= Zu lösende Aufgabe =
Schreib die folgende Auflistung zeilenweise als nummerierte Liste um. Leere Zeilen lässt du dabei weg.

= Auflistung zur Aufgabe =
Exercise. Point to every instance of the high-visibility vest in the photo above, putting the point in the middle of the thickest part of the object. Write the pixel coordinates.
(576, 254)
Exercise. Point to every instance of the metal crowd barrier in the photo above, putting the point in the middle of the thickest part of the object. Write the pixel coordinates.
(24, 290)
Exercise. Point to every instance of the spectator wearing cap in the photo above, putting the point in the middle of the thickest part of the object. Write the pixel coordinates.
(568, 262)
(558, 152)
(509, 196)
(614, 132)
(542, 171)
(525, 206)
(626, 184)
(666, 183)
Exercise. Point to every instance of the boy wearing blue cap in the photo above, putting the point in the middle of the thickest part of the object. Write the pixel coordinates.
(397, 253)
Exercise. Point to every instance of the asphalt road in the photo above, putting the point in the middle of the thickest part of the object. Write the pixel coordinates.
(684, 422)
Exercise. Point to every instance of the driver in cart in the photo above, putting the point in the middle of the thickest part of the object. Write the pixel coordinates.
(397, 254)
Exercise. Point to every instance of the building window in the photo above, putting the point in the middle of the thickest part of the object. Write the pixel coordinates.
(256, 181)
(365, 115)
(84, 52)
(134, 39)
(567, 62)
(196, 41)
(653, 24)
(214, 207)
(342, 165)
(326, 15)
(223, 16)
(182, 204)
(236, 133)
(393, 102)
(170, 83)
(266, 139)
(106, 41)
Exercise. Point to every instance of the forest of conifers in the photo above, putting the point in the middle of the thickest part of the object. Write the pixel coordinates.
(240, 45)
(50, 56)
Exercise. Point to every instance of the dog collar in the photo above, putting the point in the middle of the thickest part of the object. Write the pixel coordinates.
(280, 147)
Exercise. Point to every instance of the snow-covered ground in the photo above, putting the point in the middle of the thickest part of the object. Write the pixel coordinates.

= Ergebnis =
1. Exercise. Point to every instance of the high-visibility vest in the photo above, putting the point in the middle of the thickest part of the object. Write the pixel coordinates.
2. (576, 254)
3. Exercise. Point to every instance of the metal crowd barrier in the photo above, putting the point in the middle of the thickest part of the object. Write the pixel coordinates.
4. (24, 290)
5. Exercise. Point to every instance of the spectator wearing cap in the photo above, putting the point in the middle of the thickest part of the object. Write the pixel coordinates.
6. (568, 262)
7. (558, 152)
8. (509, 196)
9. (614, 132)
10. (542, 171)
11. (525, 206)
12. (626, 184)
13. (666, 183)
14. Exercise. Point to every instance of the boy wearing blue cap in the photo above, putting the point in the middle of the thickest part of the object. Write the pixel coordinates.
15. (397, 253)
16. Exercise. Point to every instance of the asphalt road in the photo above, putting the point in the middle of the thickest part of the object. Write the pixel coordinates.
17. (684, 422)
18. Exercise. Point to every instance of the driver in cart in the photo above, putting the point in the middle of the thickest part of the object. Write the pixel coordinates.
19. (397, 254)
20. Exercise. Point to every instance of the building window in the photo above, putting the point in the middle of the thickest part of the object. Write the pixel coordinates.
21. (256, 181)
22. (365, 115)
23. (84, 52)
24. (134, 39)
25. (567, 62)
26. (196, 41)
27. (653, 24)
28. (214, 207)
29. (342, 165)
30. (326, 15)
31. (223, 16)
32. (182, 204)
33. (236, 133)
34. (393, 102)
35. (170, 83)
36. (266, 139)
37. (106, 41)
38. Exercise. Point to every instance of the forest of conifers in the photo above, putting the point in the middle of the thickest part of the object. Write the pixel coordinates.
39. (240, 45)
40. (50, 56)
41. Exercise. Point to every instance of the dog collar in the photo above, putting the point in the middle of the thickest part of the object. Write the pixel coordinates.
42. (280, 147)
43. Exercise. Point to every instance of the snow-covered ground in the photo above, putting the point in the middle of the thickest part of the object. Write the pixel coordinates.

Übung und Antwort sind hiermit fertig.